= Document extract =
The Forgotten Places: Our Shrinking Rural Areas

An Associated Press news article reports this morning that the rural United States now holds only 16% of the population. In 1910, the year my mother was born, 72% of the population lived in rural areas. It’s no surprise to me that more and more of us live in cities, but one sentence in this article is stunning: “Many communities could shrink to virtual ghost towns as they shutter businesses and close down schools, demographers say.”

I worry for what’s going on out there in rural America. How can its remaining people have a voice in our country when they make up such a small percentage of our population? I fear that the smaller their numbers, the easier it will be for those in power to overlook them. Another article in my morning paper reports that folks who live in rural areas have more chronic health problems and less access to quality care. How will this situation ever improve as the economic slide and the population drain continue to hit the rural areas the hardest?

= Task 1 =
Based on the piece on shrinking rural areas, answer yes or no to each statement and quote the words that decide it: (a) The Associated Press article puts the rural share of the US population at 16%. (b) In 1910, about half of the population lived in rural areas. (c) The second article reports that rural residents have better access to quality care.
= Task 2 =
Write out everything in the listing from the line containing "Target: asphalt road" down to the end of the listing, replacing "Detection result" with "Located boxes" and leaving everything else unchanged.

= Records provided =
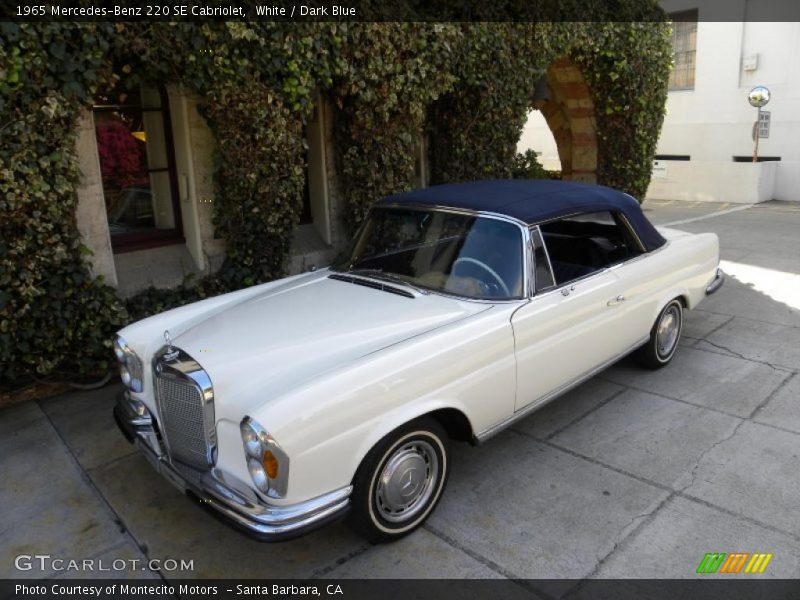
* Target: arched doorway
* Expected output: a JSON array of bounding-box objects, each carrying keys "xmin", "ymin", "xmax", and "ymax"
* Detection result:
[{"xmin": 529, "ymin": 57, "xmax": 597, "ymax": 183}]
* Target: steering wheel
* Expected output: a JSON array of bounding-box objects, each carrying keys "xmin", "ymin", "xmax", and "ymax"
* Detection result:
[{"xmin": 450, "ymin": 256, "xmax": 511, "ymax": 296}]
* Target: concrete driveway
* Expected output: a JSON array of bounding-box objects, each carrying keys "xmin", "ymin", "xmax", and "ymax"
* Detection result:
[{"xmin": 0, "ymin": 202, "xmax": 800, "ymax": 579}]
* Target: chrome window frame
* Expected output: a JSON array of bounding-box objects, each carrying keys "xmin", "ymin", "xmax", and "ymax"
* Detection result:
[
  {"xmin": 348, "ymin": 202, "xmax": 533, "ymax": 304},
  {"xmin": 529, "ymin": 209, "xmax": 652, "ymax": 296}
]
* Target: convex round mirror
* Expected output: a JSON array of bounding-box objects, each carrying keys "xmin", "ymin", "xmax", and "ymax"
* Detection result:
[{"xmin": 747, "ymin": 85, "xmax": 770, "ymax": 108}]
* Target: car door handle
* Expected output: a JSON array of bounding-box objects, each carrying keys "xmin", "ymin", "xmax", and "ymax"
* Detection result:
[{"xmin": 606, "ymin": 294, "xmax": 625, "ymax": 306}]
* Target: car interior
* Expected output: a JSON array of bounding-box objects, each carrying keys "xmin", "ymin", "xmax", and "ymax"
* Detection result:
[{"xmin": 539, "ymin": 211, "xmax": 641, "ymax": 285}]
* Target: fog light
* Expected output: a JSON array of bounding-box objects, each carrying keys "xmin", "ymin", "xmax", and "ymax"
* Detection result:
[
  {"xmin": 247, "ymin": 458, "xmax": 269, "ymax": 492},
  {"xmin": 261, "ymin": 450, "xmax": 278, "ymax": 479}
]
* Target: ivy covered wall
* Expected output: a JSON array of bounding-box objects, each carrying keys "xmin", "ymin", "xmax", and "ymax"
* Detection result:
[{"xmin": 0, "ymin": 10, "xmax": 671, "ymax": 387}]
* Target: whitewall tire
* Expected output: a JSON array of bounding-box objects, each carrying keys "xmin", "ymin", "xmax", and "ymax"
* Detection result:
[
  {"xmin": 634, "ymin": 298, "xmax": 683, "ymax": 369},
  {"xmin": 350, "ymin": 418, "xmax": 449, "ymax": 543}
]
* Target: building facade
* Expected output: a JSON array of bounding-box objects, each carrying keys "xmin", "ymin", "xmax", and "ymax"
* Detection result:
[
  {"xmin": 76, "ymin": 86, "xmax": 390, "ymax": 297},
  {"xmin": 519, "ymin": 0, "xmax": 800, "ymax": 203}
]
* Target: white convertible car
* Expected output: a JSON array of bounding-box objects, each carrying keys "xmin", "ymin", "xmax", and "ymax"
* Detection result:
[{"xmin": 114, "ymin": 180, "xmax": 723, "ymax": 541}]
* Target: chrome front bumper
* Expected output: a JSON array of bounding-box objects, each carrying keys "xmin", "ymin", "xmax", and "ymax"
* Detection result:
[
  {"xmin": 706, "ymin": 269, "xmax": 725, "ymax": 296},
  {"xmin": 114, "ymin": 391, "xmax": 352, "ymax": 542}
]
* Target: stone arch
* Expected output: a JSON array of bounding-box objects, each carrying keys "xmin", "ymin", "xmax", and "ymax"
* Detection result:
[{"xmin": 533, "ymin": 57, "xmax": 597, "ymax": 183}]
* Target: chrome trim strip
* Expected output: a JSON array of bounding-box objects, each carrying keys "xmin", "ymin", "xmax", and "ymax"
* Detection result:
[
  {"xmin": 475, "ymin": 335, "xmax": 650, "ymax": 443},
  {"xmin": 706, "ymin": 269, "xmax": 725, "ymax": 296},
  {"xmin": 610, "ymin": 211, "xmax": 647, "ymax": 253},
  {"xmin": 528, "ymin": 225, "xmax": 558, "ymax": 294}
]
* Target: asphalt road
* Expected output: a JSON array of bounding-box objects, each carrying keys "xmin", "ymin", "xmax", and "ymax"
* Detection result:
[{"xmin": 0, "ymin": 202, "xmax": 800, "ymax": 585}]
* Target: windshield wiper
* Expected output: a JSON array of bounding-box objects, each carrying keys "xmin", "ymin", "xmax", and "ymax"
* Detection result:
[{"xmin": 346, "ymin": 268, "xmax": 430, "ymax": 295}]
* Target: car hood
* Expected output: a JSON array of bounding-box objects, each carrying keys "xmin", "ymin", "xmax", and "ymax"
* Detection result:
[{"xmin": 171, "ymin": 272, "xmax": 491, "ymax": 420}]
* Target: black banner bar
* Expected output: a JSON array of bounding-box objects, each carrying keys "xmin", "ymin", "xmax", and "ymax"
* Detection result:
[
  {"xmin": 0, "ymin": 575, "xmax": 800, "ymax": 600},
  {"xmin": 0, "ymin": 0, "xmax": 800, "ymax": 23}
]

= Expected output 1 =
(a) Yes: "the rural United States now holds only 16% of the population"
(b) No: "72% of the population lived in rural areas"
(c) No: "less access to quality care"

= Expected output 2 =
* Target: asphalt road
* Expected output: a JSON array of bounding-box objects, each carrying keys "xmin", "ymin", "xmax", and "ymax"
* Located boxes:
[{"xmin": 0, "ymin": 202, "xmax": 800, "ymax": 585}]
* Target: windshield wiper
* Expected output: a JSON array of bounding-box objects, each carrying keys "xmin", "ymin", "xmax", and "ymax"
* Located boxes:
[{"xmin": 346, "ymin": 268, "xmax": 430, "ymax": 295}]
* Target: car hood
* Expected output: a JSON array of bounding-box objects, each carrying keys "xmin", "ymin", "xmax", and "ymax"
* Located boxes:
[{"xmin": 171, "ymin": 272, "xmax": 491, "ymax": 420}]
* Target: black banner bar
* Expected output: a JSON array of bounding-box objects, each carrying keys "xmin", "ymin", "xmax", and "ymax"
* Located boxes:
[
  {"xmin": 0, "ymin": 575, "xmax": 800, "ymax": 600},
  {"xmin": 0, "ymin": 0, "xmax": 800, "ymax": 23}
]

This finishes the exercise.